_What is being asked_
In the passage on Glenview's favored stocks, about what share of Health Management's revenue comes from outpatient services?

_Selected passage_
Robbins notes that these companies operate in a very stable and defensive growth industry. He also believes that for-profit companies will be a major force in keeping healthcare costs lower than the most dire predictions.
Tenet Healthcare (NYSE: THC)and Health Management Associates(NYSE: HMA)are two of Glenview's top hospital stocks per the fund's 13F filing with the SEC. The two hospital operators, Tenet and Health Management, make up the fund's second- and third-largest holdings, respectively.
Tenet's revenue is expected to be up 6.8% in 2013, and 6% in 2014. Other big news includes the fact that Tenet is looking to expand its network with the Vanguard Health Systems acquisition. The Vanguard acquisition will boost the company's position in South Texas, increasing Tenet's hospital facilities by 60% and outpatient facilities by 25%.
As mentioned before, hospitals will be a big winner of the healthcare reform act, but Tenet should be one of the biggest winners. Tenet has the majority of its hospitals in the Texas, Florida and California areas, which also happen to have the highest percentages of un-and under-insured patients.
Robbins' other favorite hospital operator, Health Management, continues to expand its service lines by adding specialists in areas such as neurology and cardiology. Health Management appears to be a solid buyout candidate. Glenview owns around 15% of the company and has been pushing it to remove its poison pill (15% threshold) for just this reason.
One of Health Management's biggest opportunities lies in outpatient care. The company generates around 50% of revenue from outpatient services. A healthcare survey shows that in April, only one-third of hospitals thought inpatient admissions would rise in 2013, compared to two-thirds projecting a rise in outpatient admissions.
Worth noting is that both hospital operators, Tenet and Health Management, trade with rather high betas (high volatility) at 2.2 and 2.6, respectively. Tenet also trades at over 60 times earnings, while Healthcare Management is at 25 times.
Robbins also likes ThermoFisher Scientific (NYSE: TMO). While the life sciences tools industry is highly fragmented, Thermo is looking to make the industry a little smaller. Back in April, Thermo announced plans to acquire Life Technologies for $13.6 billion. Life Tech also happens to be Glenview's top stock holding as of the end of 1Q. The acquisition makes sense given the complementary products the two offer.
Robbins notes that growth slowed in the space of late due to sequestration cuts, but the hedge fund manager believes that organic growth will recover in 2014. The Thermo-Life combo would generate sales in excess of $16 billion, with a 25%-to-75% split for instrument sales versus recurring revenue.

_Records provided_
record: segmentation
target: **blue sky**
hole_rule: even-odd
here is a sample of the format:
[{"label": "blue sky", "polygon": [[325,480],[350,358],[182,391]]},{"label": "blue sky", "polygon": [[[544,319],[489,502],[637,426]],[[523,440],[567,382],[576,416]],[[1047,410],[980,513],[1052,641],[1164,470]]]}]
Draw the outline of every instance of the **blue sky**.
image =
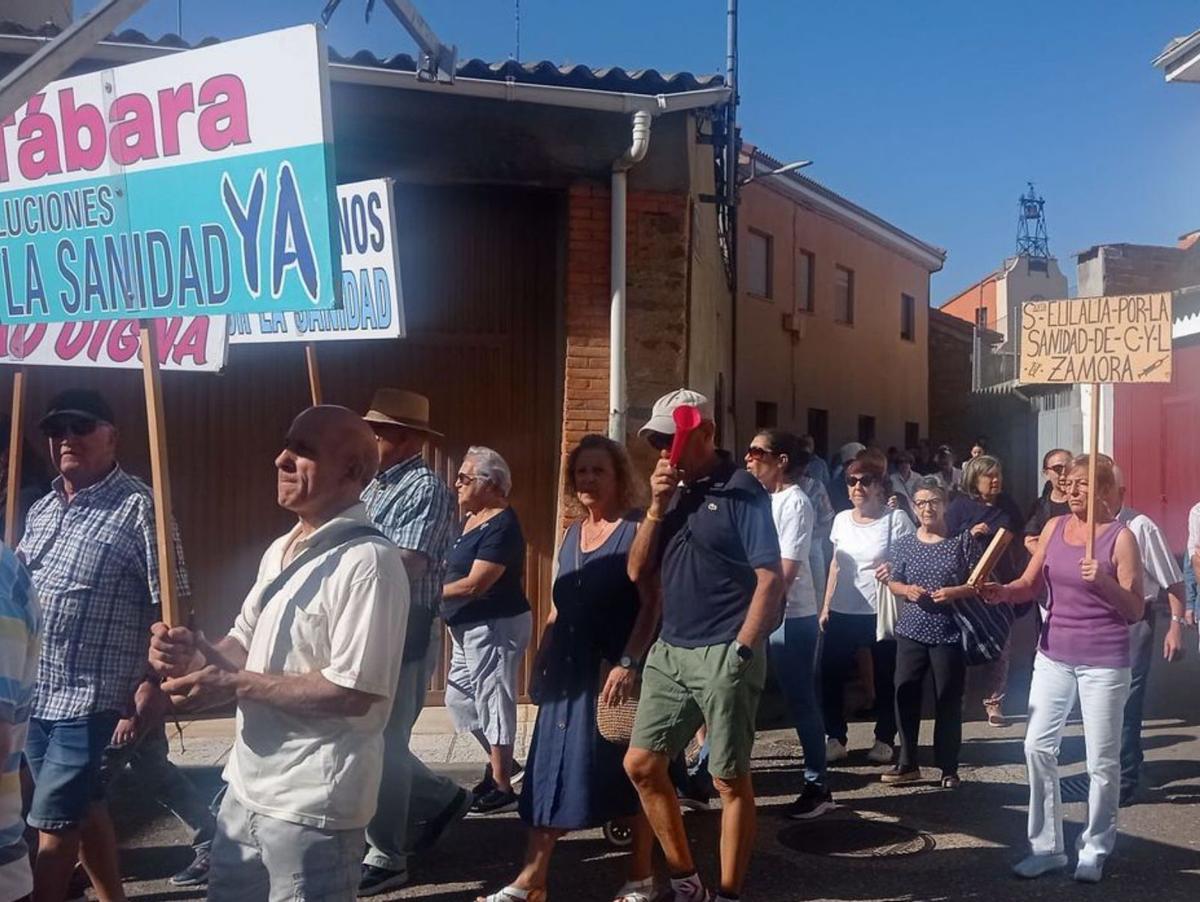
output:
[{"label": "blue sky", "polygon": [[[88,10],[94,0],[76,0]],[[130,25],[174,31],[176,1]],[[184,0],[184,35],[233,37],[317,18],[323,0]],[[461,56],[514,53],[514,0],[418,0]],[[378,5],[343,0],[341,50],[410,52]],[[722,0],[522,0],[521,56],[722,72]],[[948,249],[941,302],[1010,254],[1016,198],[1046,198],[1050,248],[1171,243],[1200,228],[1200,85],[1150,61],[1200,28],[1200,6],[1081,0],[743,0],[746,140]],[[1189,152],[1190,151],[1190,152]]]}]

_Final answer_
Around 50%.